_Task statement_
Copy the stretch of items below from the line containing "Locate every cab" through the line containing "287,158,316,173", keeping every line as it appears. Include both of those lines.

_Provided records_

━━━━━━━━━━━━━━━━

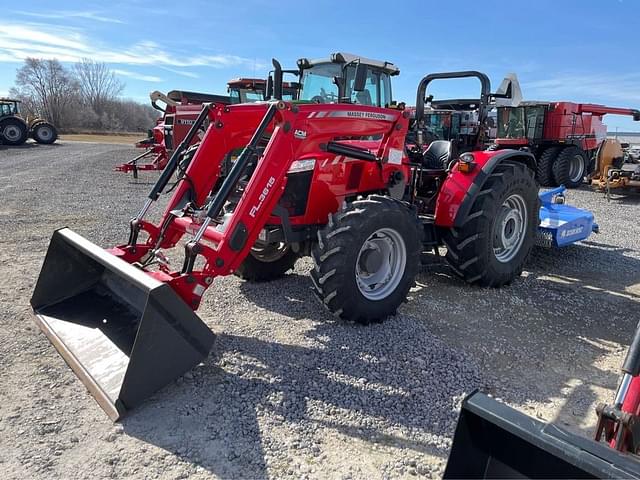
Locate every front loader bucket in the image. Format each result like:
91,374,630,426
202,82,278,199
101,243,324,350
31,228,214,421
443,393,640,478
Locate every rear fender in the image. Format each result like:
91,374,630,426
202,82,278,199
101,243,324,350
435,150,536,228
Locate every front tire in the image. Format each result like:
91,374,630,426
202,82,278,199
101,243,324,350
0,118,29,146
443,162,540,287
311,195,422,324
553,146,588,188
536,147,560,187
31,122,58,145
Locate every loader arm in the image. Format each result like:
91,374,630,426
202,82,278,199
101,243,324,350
110,102,408,310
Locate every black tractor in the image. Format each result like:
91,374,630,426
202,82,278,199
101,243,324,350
0,98,58,145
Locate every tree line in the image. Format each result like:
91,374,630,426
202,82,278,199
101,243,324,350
9,58,158,132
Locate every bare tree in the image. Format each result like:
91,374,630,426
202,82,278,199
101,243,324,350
10,58,158,132
12,58,78,127
74,58,124,116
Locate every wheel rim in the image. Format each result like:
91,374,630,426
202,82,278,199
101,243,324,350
569,153,584,183
38,127,53,140
3,125,22,142
355,228,407,300
251,242,289,263
493,194,529,263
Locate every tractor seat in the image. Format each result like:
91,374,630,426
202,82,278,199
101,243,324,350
422,140,458,170
356,90,373,105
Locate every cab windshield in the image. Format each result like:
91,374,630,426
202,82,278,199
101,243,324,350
0,103,18,115
300,63,391,107
229,88,264,103
300,63,349,103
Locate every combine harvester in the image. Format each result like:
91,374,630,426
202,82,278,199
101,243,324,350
31,53,596,420
494,102,640,188
116,78,297,178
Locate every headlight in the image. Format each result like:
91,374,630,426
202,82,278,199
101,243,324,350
287,158,316,173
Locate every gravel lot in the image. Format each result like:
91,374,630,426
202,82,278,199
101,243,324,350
0,142,640,479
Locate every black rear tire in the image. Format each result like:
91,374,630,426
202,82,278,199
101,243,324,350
536,147,560,187
552,146,588,188
31,122,58,145
0,118,29,146
311,195,423,324
443,162,540,287
234,244,298,282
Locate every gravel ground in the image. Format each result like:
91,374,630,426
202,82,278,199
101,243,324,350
0,142,640,479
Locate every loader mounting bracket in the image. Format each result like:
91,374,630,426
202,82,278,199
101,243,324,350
595,403,640,453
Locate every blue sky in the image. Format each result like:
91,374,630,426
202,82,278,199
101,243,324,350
5,0,640,131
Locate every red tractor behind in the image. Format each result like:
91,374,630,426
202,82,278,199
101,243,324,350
494,102,640,188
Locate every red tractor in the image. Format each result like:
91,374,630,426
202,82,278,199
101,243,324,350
116,78,297,178
31,53,539,419
494,102,640,188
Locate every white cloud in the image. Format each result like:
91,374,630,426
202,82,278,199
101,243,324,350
11,10,125,23
522,73,640,106
113,69,162,83
160,67,200,78
0,23,265,70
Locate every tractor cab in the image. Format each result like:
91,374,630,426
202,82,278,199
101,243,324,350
297,52,400,107
0,98,20,117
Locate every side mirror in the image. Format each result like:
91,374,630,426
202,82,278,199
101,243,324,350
271,58,282,100
264,74,273,100
353,63,367,92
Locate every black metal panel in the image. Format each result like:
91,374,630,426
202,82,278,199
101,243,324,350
31,228,215,420
278,170,313,217
443,393,640,479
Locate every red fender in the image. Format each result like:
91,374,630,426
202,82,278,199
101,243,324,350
435,150,536,228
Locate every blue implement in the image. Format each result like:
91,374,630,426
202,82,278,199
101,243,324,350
537,186,598,247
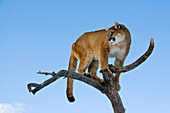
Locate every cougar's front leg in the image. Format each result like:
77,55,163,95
88,60,103,83
99,48,112,74
114,58,124,91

━━━━━━━━━━━━━━━━

_Solution to this task_
Locate every cab windshield in the image. Format each result like:
91,374,630,426
202,82,278,199
101,243,324,350
0,103,18,115
300,63,391,107
229,88,264,103
300,63,349,103
Locate every combine harvester in the image. Format each result like:
91,374,630,426
202,82,278,199
101,243,324,350
31,53,596,420
494,102,640,188
116,78,297,178
Locate every headlight in the image. Format each result like:
91,374,630,426
202,82,278,199
101,243,324,350
287,158,316,173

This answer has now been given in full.